OBJECTIVE: Rewrite the records below, changing every "pin" to "marker" and leaving everything else as it is.

--- Begin DATA SUPPLIED ---

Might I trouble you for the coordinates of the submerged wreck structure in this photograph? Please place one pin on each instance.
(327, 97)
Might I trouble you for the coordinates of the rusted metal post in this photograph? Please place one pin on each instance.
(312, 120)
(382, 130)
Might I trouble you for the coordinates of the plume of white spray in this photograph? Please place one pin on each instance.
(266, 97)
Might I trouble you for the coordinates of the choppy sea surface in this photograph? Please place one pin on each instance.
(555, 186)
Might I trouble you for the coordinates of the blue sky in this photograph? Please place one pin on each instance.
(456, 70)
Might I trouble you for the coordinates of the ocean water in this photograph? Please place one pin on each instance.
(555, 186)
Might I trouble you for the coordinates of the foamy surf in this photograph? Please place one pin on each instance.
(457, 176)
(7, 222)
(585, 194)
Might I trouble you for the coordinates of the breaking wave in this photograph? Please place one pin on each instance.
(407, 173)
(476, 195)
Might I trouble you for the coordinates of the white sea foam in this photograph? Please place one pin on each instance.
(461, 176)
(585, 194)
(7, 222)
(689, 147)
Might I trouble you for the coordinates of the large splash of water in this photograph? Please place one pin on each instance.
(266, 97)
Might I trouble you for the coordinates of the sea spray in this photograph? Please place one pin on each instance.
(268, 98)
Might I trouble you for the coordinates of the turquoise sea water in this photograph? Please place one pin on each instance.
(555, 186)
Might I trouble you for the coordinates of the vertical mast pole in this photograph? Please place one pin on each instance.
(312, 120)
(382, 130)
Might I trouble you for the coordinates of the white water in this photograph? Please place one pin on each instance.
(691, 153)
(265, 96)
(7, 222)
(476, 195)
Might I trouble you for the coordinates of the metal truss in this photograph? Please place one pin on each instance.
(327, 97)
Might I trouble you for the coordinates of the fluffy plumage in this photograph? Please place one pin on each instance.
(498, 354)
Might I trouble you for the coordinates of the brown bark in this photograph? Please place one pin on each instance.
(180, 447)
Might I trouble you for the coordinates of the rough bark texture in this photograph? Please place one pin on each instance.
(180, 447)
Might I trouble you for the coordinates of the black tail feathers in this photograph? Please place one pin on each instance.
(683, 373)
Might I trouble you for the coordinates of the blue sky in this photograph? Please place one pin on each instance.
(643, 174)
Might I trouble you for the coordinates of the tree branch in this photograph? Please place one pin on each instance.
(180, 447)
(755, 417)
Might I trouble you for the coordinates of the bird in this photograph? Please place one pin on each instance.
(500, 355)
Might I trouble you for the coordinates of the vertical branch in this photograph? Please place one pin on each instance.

--- End DATA SUPPLIED ---

EXERCISE OUTPUT:
Might I trouble you for the coordinates of the submerged wreck structure in this photograph? Please place one marker on each instance.
(327, 97)
Might I trouble you for the coordinates of the rusted metal post in this photograph? Please place one marker on each instance.
(312, 120)
(382, 130)
Might I trouble you for the coordinates of the plume of white spray in this photograph? Please place one marker on each instance.
(266, 97)
Might I trouble you for the coordinates of the choppy sea surface in this photograph? Please place one marker on each instance.
(555, 186)
Might I trouble you for the coordinates of the blue sky in this photograph? Please place one marker on each instance.
(456, 70)
Might I trouble you for the coordinates of the ocean water in this photograph? Please place one marker on each instance.
(555, 186)
Might I trouble you for the coordinates of the foamy surf in this photograph? Please place one marker on each instance.
(457, 176)
(7, 222)
(585, 194)
Might I trouble you for the coordinates of the breaking wave in this photograph? Please place one marker on each instance.
(407, 173)
(476, 195)
Might I trouble you for the coordinates of the white sea foam in this photograph? Please place one marker on each instance.
(461, 176)
(585, 194)
(7, 222)
(689, 147)
Might I trouble you for the coordinates of the large splash of water in this photograph? Please place one marker on each instance.
(266, 97)
Might I trouble you for the coordinates of the sea spray in this photograph? Please place one marker on each instance.
(268, 98)
Might I trouble you for the coordinates of the turquoise sea water in this photograph? Please place one marker on each instance.
(555, 186)
Might I trouble you for the coordinates of the vertical mast pole in this photograph? Please place one marker on each instance.
(312, 120)
(382, 130)
Might I trouble you for the coordinates of the white water in this photograph? Please place one marker on each instance.
(691, 153)
(265, 96)
(7, 222)
(476, 195)
Might I trouble you for the coordinates of the metal truss in this photograph? Please place one marker on each instance.
(327, 97)
Might I trouble you for the coordinates of the fluffy plumage in this photograph? Please place one marker on each instance.
(498, 354)
Might I trouble you for the coordinates of the brown bark in this photograph? Please place one marker on each instance.
(180, 447)
Might I trouble you for the coordinates of the rough bark texture in this photograph? Please place one marker on each instance.
(180, 447)
Might I trouble you for the coordinates of the black tail feathers in this photograph? Please place one marker on each instance.
(683, 373)
Might I trouble you for the coordinates of the blue sky in this photograph? Please place one marker on each instance.
(643, 174)
Might I trouble you for the coordinates of the tree branch in this photograph? Please place one marker on each instance.
(180, 447)
(755, 417)
Might I trouble you for the coordinates of the bird in this photograph? Please place one marker on each instance.
(500, 355)
Might I trouble you for the coordinates of the vertical branch in this photograph? Please place one marker on each instance.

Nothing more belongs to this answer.